* AIM OF THE EXERCISE:
Continue the article about a bioethicist naming Jon Stewart the top public intellectual in the United States, starting after its final sentence.

* DOCUMENT:
A bioethicist at Loyola University claims that comedian Jon Stewart is currently the top public intellectual in the United States, a position that has typically been attributed to Henry Kissinger.
“Jon Stewart is our greatest public intellectual. This is no joke,” Dr. Kayhan Parsi wrote in an article published in the American Journal of Bioethics.
“Although Stewart himself would deride such an assertion as the kind of hyperbole that too often permeates our political discourse, this is simply a fact,” he said. “Stewart has emerged as our voice of sanity in a sea of insanity in a new media age with its ephemeral nature and lack of substance.”
For the past 12 years, Stewart has mocked political theatrics in America. On The Daily Show, he often juxtaposes media clips to humorously analyze political discourse, pointing out hyperbole and misleading news narratives, or lampooning politicians’ hypocrisy.

Shape labeling records
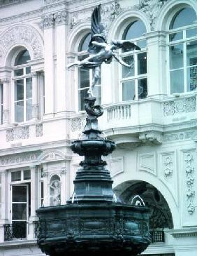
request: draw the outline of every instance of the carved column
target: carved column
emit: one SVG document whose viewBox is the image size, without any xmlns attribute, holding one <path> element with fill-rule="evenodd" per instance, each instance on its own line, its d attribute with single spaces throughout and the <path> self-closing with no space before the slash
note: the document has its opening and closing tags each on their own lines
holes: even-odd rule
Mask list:
<svg viewBox="0 0 197 256">
<path fill-rule="evenodd" d="M 36 210 L 38 207 L 38 168 L 36 166 L 30 167 L 31 169 L 31 212 L 29 217 L 29 234 L 28 238 L 34 238 L 34 222 L 38 220 Z"/>
<path fill-rule="evenodd" d="M 45 117 L 52 117 L 54 113 L 54 14 L 48 14 L 43 17 L 45 42 Z"/>
<path fill-rule="evenodd" d="M 8 172 L 1 172 L 1 208 L 0 217 L 0 243 L 4 242 L 4 224 L 8 223 Z"/>
<path fill-rule="evenodd" d="M 38 83 L 37 74 L 32 72 L 32 120 L 36 121 L 38 119 Z"/>
<path fill-rule="evenodd" d="M 70 98 L 69 95 L 66 95 L 69 90 L 68 90 L 68 84 L 66 82 L 68 13 L 66 11 L 58 11 L 54 13 L 54 18 L 56 30 L 57 53 L 57 84 L 55 86 L 57 102 L 55 107 L 56 112 L 59 113 L 59 115 L 62 115 L 66 111 L 66 99 L 68 100 Z"/>
<path fill-rule="evenodd" d="M 166 95 L 166 33 L 151 32 L 146 34 L 147 43 L 148 96 L 162 98 Z"/>
<path fill-rule="evenodd" d="M 3 123 L 9 123 L 9 84 L 10 83 L 10 80 L 8 78 L 4 78 L 1 79 L 3 83 Z"/>
</svg>

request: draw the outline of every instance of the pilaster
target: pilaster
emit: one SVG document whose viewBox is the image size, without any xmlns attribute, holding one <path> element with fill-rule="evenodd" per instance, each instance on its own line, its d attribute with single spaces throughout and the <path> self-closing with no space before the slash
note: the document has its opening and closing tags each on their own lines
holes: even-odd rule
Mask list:
<svg viewBox="0 0 197 256">
<path fill-rule="evenodd" d="M 38 81 L 36 72 L 32 72 L 32 120 L 38 119 Z"/>
<path fill-rule="evenodd" d="M 156 31 L 146 34 L 147 51 L 148 96 L 161 98 L 166 88 L 166 33 Z"/>
<path fill-rule="evenodd" d="M 3 78 L 1 79 L 3 83 L 3 124 L 9 123 L 10 108 L 9 108 L 9 85 L 10 79 L 9 78 Z"/>
<path fill-rule="evenodd" d="M 45 58 L 45 113 L 46 116 L 52 116 L 54 113 L 54 14 L 43 17 L 44 28 Z"/>
</svg>

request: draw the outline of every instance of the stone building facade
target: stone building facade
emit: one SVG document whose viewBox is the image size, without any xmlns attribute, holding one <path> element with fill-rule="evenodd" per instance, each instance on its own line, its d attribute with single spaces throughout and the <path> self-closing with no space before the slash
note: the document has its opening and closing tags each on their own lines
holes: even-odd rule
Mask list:
<svg viewBox="0 0 197 256">
<path fill-rule="evenodd" d="M 108 41 L 140 51 L 101 67 L 94 94 L 114 191 L 151 209 L 145 255 L 197 255 L 196 0 L 0 1 L 0 255 L 43 255 L 36 210 L 64 204 L 80 157 L 91 13 L 102 4 Z"/>
</svg>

* FINAL RESULT:
“Today, the effective public intellectual has to be less the pedant and more the artful catalyst for independent thought,” Parsi wrote. “Perhaps unwittingly or even unknowingly, Stewart has taken on this role with relish and gusto.”
Despite the satirical nature of The Daily Show, it has emerged as a cultural and political force. When the Pew Research Center asked Americans which journalist they admired the most in 2007, Stewart came in fourth place behind Katie Couric, Bill O’Reilly and Charles Gibson.
Parsi noted that Stewart’s fake-journalism was relevant to the field of bioethics as well.
When former Alaska Gov. Sarah Palin claimed that the Affordable Care Act would create “death panels,” Stewart invited the conservative pundit Betsey McCaughey on his show.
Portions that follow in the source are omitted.